From the extract on Poor White below, list every character name Anderson recites in the passage beginning "I began reciting names."

◆ **Source extract**
◇ ◇ ◇

When the Modern Library edition of Sherwood Anderson's Poor White was published in 1926, Sherwood Anderson wrote—a rare occasion in the Modern Library series—his own introduction to the novel. He wrote not for a new generation of readers but for those who had not read the book in the more than five years since its original publication. In the introduction, he talked frankly about Poor White as he had seen it while writing it, as the critics understood it when it appeared, and as he saw it five years later.
Earlier, in 1920, he had summed up his view of what he thought he had done in the novel in a letter to Jerome and Lucile Blum. At that time he wrote “The new novel [Poor White], out in October, will, I hope, build up the country about Winesburg, sweep Winesburg into the modern industrial life, show what made it an Akron, Ohio.”
Five years later, however, he had undergone several major transitions in his life: he had abandoned Chicago, New York, and New Orleans for the hill country of western Virginia, divorced Tennessee Mitchell and married Elizabeth Prall, and rejected the spirit of liberation that a decade earlier he had thought was so important; furthermore, in that five years he had published two novels, two volumes of stories, and a volume of memoirs, and he had a fictionalized autobiography of his childhood ready for publication. From this new perspective, he began to review the experience of Modern Library publication, and then turned to the book itself:
There is this book, Poor White—now to be published in The Modern Library, tricked out in a new dress, going to call on new people. The Modern Library is something magnificent. Long rows of names—illustrious names. My book, Poor White, feels a little like a countryman going to live in a great modern sophisticated city.
The book becomes now—well, let us say a house in a vast city.
With this new perspective, from experience, from writing, from the Virginia hills, he saw that Poor White was not merely the biography of a town as it became an industrial city as he had written to the Blums, but that, like Winesburg, Ohio, it was primarily about people:
Who lives in the house?
I began reciting names … Jim Priest, the farm hand who admired General Grant … Rose McCoy, the school teacher … Hugh McVey … Clara Butterworth … Steve Hunter, an early Rotarian … Sara Shepard … Joe Wainsworth …
I tried to put down the things you did to each other and the people about you and what other people, what life itself did to you.
Earlier, when he finished the novel and tried to assess his accomplishment, he recognized now, he had seen the appearance of the novel rather than its reality, the town rather than its people:
There was a town in the state of Ohio. The town was really the hero of the book. After Poor White was published none of the critics spoke of that. What happened to the town was, I thought, more important than what happened to the people of the town.
Why—well, because I presumed I realized all the time that after Joe, Jim, Clara and the others had been forgotten new people would be living in the town.
Five years later, however, Anderson knew that while his fictional town would continue to grow, to change to something no longer recognizable for what it had been, the people, those whom he had created and placed there were fixed in time and place, durable rather than ephemeral:
I sat in the back room of a saloon among sailors and while they talked of the sea little Joe Wainsworth killed Jim Gibson in a harness shop in the Ohio town. I was on the deck of a boat in the Gulf of Mexico and there came that moment when Hugh McVey crept out of his wife's bedroom. On another day I was in a quiet residence street at night. It was dark. I went along swinging my stick. People passed—knowing nothing.
And all the time as I walked that tall gaunt man, Hugh McVey, was creeping in the cabbage field at the edge of town, back in Ohio—that night when he frightened the French boys so that they ran away …
How much of all I felt, saw, knew of my people of my town, of the people of my fancy finally got into the book?

◇ ◇ ◇

◆ **Extracted records**
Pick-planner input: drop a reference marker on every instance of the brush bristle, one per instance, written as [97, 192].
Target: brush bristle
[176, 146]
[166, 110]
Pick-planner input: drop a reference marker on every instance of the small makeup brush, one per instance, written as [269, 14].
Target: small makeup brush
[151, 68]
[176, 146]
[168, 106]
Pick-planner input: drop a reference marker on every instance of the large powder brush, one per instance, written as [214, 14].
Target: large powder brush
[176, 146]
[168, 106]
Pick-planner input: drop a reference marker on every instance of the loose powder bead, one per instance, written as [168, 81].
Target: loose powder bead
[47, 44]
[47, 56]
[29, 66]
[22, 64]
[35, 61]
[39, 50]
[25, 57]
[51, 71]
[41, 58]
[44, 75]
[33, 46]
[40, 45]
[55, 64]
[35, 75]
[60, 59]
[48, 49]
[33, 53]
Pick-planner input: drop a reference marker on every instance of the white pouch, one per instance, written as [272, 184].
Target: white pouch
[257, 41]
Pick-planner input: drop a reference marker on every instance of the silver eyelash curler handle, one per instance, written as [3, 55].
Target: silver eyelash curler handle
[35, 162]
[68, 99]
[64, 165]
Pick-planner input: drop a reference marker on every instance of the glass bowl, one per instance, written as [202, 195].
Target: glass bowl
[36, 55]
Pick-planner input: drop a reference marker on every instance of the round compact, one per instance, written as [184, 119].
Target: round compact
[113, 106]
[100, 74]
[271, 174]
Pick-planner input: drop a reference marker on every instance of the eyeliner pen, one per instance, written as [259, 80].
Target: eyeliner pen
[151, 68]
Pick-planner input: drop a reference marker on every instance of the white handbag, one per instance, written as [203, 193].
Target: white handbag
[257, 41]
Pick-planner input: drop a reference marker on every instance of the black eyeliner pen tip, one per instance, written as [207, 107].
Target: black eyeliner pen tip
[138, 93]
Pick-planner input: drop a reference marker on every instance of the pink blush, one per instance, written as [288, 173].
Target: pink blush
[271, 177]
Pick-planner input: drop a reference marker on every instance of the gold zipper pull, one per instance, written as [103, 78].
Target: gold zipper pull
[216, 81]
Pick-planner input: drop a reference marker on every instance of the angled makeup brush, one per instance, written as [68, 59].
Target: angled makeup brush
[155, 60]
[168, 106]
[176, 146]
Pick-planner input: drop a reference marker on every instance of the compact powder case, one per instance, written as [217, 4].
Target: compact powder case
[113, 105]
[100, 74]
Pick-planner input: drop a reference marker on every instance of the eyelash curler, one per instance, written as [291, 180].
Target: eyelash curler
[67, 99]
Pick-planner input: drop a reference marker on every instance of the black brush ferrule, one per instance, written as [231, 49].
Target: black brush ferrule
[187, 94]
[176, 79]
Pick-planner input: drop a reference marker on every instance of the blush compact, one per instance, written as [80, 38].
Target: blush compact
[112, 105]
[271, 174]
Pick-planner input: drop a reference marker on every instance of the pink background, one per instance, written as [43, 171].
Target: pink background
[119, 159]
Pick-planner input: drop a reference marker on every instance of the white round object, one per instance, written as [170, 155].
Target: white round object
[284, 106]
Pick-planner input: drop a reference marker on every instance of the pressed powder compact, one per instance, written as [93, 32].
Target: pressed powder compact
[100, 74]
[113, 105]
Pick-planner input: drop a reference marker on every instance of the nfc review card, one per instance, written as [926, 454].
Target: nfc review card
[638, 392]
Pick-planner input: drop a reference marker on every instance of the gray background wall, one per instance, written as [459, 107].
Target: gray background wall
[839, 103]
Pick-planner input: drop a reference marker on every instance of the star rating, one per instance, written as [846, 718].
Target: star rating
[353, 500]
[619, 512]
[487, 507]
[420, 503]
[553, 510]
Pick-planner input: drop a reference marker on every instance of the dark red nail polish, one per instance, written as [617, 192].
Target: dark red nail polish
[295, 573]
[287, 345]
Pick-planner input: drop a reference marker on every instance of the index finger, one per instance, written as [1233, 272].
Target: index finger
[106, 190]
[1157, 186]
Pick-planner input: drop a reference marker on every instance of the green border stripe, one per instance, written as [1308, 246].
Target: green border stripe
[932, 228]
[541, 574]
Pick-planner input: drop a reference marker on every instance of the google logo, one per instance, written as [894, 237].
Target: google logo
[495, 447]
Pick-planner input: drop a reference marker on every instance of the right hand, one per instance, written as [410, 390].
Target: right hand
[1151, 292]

◇ ◇ ◇

◆ **Problem solution**
Jim Priest, Rose McCoy, Hugh McVey, Clara Butterworth, Steve Hunter, Sara Shepard, Joe Wainsworth